**EXTRACT TO READ**
----------------------------------------

The young German cellist Alban Gerhardt grew up revering, and imitating, Pablo Casals. This disc is a tribute by Gerhardt to Casal’s artistry, not in the longer works which Casals recorded toward the end of his long career, but in the encores that he set down much earlier. Gerhardt was inspired by the way that Casals would present these miniature pieces “not as seond-rate, cheap salon music, but with the sincerity and integrity they deserve”. His partner is the Filipino pianist Cecile Licad.
The program for this recording consists mostly of nineteenth century pieces, by a mixture of familiar composers and some not so familiar, such as David Popper, Benjamin Godard, Giovanni Sgambati and Eduard Lassen. A movement from one of the Boccherini sonatas and Casals’ arrangement of the traditional folksong Song of the birds add variety. These pieces are mostly melodic in nature and are all very approachable; the Popper pieces are the most overtly virtuosic. Gerhardt and Licad’s approach to this repertoire is sensitive and mostly respectful, with the exception of the Popper pieces, which are played quite uninhibitedly. Gerhardt takes the opportunity here to indulge in some expressive slides, but, after the manner of his Catalan idol, these are not overdone.

----------------------------------------

**GIVEN RECORDS**
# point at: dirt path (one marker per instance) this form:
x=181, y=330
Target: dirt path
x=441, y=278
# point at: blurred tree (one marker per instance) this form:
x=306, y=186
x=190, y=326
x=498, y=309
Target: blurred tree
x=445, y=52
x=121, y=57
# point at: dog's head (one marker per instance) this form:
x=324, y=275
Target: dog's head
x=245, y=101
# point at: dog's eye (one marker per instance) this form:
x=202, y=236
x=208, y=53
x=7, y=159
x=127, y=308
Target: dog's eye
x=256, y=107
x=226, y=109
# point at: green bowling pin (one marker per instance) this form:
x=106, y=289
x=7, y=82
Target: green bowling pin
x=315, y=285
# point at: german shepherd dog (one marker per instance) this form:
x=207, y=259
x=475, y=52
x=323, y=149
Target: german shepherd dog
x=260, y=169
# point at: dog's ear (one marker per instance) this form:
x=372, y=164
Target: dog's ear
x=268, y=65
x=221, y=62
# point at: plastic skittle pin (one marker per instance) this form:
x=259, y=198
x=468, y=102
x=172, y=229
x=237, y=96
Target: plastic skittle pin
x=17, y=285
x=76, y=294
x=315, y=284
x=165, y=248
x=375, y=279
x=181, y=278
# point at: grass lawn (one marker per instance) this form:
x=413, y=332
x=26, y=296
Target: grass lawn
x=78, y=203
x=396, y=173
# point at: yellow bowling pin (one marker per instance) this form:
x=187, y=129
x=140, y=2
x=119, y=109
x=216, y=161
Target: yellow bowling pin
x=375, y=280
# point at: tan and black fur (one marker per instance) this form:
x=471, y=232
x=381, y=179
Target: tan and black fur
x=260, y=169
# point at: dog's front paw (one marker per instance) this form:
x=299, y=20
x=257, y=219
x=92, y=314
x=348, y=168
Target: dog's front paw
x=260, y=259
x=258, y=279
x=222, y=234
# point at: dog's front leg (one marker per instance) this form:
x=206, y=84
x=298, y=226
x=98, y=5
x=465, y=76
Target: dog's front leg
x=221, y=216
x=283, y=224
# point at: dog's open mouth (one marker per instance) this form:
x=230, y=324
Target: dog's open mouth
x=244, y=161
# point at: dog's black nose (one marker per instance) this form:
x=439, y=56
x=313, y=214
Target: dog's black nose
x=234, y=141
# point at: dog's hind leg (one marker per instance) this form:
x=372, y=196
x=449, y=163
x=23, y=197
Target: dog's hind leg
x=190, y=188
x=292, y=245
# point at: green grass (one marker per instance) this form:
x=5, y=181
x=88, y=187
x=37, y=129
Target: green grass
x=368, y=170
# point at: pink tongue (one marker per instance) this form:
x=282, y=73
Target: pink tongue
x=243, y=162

----------------------------------------

**TASK REQUIREMENTS**
(A) Translate this sentence from the review into Spanish: "These pieces are mostly melodic in nature and are all very approachable; the Popper pieces are the most overtly virtuosic."
(B) Please repeat everything in the review from "The young German" down to "pianist Cecile Licad.".
(C) Answer these questions on the review:
(i) Who is Gerhardt's partner on the disc?
(ii) What arrangement by Casals is on the program?
(iii) Which pieces are played quite uninhibitedly?
Answer from the review alone.

**SOLUTIONS TO EACH TASK**
(A) Estas piezas son en su mayoría de carácter melódico y todas son muy accesibles; las piezas de Popper son las más abiertamente virtuosísticas.

(B)
The young German cellist Alban Gerhardt grew up revering, and imitating, Pablo Casals. This disc is a tribute by Gerhardt to Casal’s artistry, not in the longer works which Casals recorded toward the end of his long career, but in the encores that he set down much earlier. Gerhardt was inspired by the way that Casals would present these miniature pieces “not as seond-rate, cheap salon music, but with the sincerity and integrity they deserve”. His partner is the Filipino pianist Cecile Licad.

(C)
(i) The Filipino pianist Cecile Licad.
(ii) His arrangement of the traditional folksong Song of the birds.
(iii) The Popper pieces.